_Aim of the task:_
In the data, find each line where the word "target" appears and list that line.

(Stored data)
________________________________________

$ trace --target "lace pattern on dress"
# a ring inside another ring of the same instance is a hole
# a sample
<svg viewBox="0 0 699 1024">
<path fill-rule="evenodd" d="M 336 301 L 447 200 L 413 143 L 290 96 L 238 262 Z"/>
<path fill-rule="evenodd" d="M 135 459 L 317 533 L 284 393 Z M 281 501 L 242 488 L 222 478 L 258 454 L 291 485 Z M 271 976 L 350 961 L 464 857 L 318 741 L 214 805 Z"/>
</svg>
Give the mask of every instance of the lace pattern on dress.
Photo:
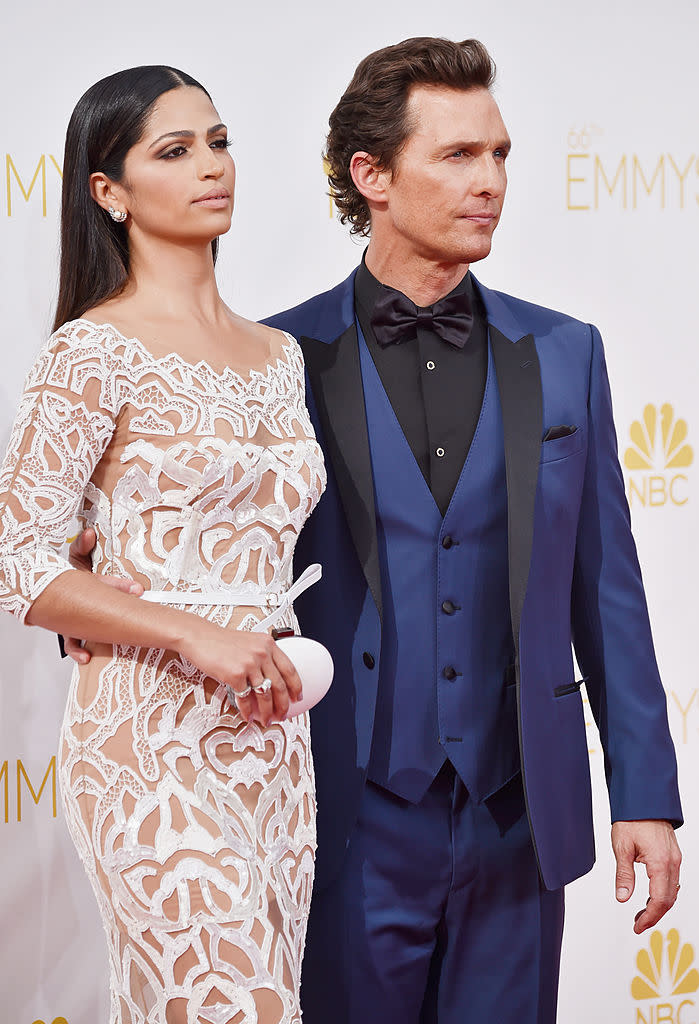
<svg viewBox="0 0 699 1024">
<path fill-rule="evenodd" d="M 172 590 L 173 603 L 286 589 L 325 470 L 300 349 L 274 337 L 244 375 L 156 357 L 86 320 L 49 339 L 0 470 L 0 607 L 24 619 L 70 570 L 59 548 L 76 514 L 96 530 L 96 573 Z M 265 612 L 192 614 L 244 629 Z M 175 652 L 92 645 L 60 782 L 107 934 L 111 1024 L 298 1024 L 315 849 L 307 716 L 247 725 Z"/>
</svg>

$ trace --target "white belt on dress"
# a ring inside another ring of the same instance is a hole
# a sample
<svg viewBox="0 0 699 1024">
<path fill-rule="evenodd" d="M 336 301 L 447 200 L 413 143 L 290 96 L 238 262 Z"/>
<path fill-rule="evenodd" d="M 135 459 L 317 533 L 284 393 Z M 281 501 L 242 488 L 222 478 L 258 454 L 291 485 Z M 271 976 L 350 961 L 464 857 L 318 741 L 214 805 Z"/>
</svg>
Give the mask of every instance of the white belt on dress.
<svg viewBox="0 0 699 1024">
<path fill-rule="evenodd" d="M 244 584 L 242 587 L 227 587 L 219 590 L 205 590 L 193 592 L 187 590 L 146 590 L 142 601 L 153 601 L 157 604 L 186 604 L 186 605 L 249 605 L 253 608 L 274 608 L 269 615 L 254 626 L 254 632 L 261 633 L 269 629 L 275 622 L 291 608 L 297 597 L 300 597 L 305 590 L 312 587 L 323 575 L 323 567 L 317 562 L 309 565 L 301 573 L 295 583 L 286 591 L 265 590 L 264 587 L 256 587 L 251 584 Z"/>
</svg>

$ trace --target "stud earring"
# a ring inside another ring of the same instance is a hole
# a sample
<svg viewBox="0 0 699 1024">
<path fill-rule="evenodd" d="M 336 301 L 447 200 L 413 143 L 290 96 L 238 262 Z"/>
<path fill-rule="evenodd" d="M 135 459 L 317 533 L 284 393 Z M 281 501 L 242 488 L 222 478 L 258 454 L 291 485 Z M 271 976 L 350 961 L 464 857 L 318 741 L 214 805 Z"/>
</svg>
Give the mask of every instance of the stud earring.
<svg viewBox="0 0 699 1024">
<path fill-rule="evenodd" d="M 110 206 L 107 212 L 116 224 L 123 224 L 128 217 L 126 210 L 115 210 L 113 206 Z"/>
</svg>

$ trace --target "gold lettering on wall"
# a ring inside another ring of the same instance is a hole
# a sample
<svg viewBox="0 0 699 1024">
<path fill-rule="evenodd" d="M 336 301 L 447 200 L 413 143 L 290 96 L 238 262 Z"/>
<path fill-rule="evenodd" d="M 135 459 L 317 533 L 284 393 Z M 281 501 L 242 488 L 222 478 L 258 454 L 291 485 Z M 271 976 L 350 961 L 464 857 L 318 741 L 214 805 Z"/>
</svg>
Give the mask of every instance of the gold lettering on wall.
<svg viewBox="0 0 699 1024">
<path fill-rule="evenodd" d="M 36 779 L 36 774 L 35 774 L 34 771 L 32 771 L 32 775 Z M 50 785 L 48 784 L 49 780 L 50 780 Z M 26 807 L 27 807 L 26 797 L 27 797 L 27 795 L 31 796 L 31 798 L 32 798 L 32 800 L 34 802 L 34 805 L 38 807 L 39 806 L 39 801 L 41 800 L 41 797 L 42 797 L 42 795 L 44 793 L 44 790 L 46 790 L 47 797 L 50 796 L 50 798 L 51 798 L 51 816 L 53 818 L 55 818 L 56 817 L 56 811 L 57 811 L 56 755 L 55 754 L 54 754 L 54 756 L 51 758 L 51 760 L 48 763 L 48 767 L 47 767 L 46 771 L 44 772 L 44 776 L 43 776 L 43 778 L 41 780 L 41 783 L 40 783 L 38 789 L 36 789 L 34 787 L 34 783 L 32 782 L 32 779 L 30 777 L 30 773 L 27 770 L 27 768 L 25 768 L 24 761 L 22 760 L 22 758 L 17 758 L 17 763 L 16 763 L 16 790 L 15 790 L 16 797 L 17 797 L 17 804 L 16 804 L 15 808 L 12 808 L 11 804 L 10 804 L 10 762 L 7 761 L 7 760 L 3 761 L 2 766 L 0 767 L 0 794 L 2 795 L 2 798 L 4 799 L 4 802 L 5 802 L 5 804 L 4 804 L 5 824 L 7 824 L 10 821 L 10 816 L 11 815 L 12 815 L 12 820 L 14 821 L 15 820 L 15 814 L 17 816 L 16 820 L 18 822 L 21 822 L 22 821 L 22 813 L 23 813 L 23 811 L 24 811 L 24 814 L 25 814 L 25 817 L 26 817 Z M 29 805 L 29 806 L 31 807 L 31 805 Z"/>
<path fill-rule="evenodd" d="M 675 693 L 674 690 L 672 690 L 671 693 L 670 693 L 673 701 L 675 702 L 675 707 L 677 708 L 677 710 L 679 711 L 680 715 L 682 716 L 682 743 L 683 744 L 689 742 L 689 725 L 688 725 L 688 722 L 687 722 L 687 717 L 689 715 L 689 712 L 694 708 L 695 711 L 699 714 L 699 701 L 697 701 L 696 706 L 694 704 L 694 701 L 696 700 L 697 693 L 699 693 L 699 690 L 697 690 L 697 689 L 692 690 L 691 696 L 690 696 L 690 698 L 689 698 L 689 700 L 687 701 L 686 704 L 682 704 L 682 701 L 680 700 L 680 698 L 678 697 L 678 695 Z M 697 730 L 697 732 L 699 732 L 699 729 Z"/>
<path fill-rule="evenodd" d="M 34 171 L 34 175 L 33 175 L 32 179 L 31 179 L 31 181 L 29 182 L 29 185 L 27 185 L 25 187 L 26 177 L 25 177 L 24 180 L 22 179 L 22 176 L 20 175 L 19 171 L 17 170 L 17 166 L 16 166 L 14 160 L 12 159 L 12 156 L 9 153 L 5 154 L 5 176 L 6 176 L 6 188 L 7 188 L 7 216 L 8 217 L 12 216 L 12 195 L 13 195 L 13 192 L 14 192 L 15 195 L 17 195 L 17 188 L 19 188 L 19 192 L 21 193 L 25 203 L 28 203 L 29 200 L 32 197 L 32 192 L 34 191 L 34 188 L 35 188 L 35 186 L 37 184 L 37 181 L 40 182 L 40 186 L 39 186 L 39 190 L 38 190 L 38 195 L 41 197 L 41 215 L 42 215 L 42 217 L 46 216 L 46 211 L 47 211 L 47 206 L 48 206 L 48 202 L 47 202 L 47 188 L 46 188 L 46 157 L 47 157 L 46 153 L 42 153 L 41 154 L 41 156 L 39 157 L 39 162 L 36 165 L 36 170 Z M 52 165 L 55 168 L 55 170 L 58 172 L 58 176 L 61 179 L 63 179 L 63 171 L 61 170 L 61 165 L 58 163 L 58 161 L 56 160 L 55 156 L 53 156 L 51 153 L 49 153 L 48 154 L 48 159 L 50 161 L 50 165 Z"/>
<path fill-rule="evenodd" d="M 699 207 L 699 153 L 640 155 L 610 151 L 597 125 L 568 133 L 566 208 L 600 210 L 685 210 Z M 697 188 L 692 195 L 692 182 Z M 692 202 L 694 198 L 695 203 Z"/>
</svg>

________________________________________

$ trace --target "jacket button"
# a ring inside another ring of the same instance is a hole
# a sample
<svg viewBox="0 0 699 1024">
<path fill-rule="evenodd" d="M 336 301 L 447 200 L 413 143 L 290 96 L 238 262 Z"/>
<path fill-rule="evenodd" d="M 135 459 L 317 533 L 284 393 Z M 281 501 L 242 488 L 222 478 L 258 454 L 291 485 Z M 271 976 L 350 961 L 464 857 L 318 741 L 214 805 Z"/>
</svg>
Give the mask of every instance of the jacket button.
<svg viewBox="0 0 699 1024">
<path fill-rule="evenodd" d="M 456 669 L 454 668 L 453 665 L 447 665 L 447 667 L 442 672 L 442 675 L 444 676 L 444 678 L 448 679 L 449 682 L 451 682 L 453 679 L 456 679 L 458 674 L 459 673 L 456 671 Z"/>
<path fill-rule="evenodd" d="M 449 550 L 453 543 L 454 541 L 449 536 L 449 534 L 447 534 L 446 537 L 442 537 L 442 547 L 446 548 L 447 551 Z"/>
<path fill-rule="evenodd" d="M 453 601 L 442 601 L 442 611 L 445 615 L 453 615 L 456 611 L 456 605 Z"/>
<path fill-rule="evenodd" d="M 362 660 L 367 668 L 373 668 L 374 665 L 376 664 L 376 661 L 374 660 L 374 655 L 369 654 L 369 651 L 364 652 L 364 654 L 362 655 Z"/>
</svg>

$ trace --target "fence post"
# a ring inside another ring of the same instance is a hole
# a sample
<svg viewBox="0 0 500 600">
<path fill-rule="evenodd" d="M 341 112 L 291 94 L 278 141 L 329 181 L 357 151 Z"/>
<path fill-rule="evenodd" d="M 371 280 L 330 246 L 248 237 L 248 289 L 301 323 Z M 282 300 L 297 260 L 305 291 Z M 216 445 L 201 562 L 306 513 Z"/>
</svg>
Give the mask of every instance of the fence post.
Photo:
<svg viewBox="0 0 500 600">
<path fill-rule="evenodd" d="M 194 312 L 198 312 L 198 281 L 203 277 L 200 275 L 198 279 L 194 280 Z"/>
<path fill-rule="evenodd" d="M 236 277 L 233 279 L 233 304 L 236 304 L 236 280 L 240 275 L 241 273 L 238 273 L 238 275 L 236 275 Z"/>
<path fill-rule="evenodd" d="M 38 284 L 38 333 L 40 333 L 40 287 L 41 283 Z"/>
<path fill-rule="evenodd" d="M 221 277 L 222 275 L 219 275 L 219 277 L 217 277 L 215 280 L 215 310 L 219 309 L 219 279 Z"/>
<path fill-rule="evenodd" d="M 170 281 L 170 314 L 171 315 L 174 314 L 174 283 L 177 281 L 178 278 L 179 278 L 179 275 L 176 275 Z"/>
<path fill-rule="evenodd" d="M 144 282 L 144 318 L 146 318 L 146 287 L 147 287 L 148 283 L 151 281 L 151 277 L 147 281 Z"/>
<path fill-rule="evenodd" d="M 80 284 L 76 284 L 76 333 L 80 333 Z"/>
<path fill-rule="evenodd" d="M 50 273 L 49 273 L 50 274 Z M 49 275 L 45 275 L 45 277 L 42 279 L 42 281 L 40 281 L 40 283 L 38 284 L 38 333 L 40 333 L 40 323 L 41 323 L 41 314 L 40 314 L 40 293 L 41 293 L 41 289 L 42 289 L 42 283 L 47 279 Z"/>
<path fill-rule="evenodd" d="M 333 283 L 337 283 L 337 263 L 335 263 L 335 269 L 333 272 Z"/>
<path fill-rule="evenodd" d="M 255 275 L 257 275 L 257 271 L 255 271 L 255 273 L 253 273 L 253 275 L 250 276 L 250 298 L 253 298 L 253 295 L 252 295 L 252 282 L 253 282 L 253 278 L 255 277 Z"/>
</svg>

________________________________________

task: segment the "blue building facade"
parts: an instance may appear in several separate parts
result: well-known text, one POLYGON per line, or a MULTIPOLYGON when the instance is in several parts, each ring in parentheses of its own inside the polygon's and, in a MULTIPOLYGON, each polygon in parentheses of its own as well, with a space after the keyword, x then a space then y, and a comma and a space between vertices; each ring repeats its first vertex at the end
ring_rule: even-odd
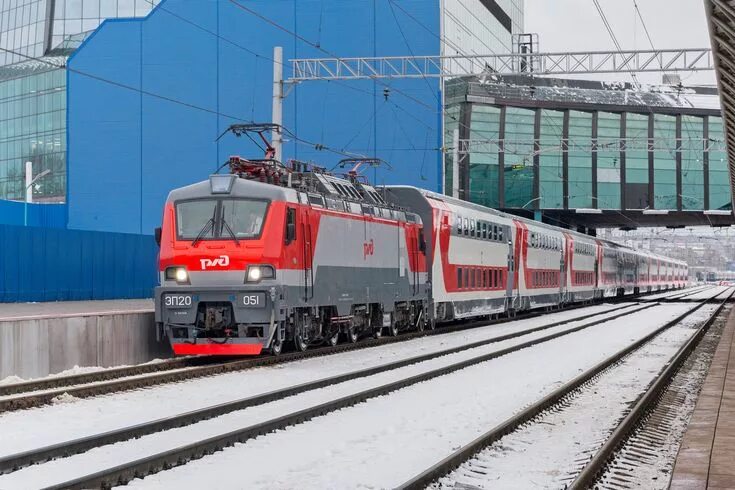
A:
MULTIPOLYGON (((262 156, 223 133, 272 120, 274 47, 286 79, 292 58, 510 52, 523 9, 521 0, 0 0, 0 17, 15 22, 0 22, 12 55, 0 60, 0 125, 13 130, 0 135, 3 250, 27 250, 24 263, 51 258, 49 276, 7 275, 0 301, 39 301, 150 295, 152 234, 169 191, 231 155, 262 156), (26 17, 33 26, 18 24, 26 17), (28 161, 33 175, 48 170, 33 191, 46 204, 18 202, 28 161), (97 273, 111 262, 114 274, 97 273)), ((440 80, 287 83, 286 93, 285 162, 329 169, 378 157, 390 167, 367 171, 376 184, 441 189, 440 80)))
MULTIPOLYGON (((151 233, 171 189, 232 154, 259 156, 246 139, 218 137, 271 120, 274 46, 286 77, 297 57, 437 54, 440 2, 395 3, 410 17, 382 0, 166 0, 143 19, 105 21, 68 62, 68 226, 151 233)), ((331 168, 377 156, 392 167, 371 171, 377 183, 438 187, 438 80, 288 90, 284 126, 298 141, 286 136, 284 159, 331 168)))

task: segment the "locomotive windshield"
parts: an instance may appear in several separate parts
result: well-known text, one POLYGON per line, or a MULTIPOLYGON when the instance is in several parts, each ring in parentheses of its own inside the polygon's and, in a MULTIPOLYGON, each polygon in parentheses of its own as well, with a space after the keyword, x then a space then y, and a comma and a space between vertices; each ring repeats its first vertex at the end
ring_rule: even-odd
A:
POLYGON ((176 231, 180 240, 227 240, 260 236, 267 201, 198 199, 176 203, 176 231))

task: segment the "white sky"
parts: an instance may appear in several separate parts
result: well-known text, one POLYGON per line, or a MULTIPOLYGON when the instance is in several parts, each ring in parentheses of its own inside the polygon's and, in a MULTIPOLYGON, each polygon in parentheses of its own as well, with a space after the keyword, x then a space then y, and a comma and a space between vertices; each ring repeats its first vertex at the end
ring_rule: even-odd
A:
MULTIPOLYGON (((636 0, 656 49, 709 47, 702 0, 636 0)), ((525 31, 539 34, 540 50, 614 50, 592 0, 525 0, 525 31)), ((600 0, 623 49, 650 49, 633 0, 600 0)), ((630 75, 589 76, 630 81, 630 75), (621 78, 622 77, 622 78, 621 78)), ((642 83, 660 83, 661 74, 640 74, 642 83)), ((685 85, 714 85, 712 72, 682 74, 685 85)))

________________________________________

_Solution:_
$ trace --target "lace pattern on dress"
$ trace --target "white belt on dress"
$ trace --target "stud earring"
$ trace --target "gold lettering on wall"
$ trace --target "jacket button"
$ trace --target "fence post"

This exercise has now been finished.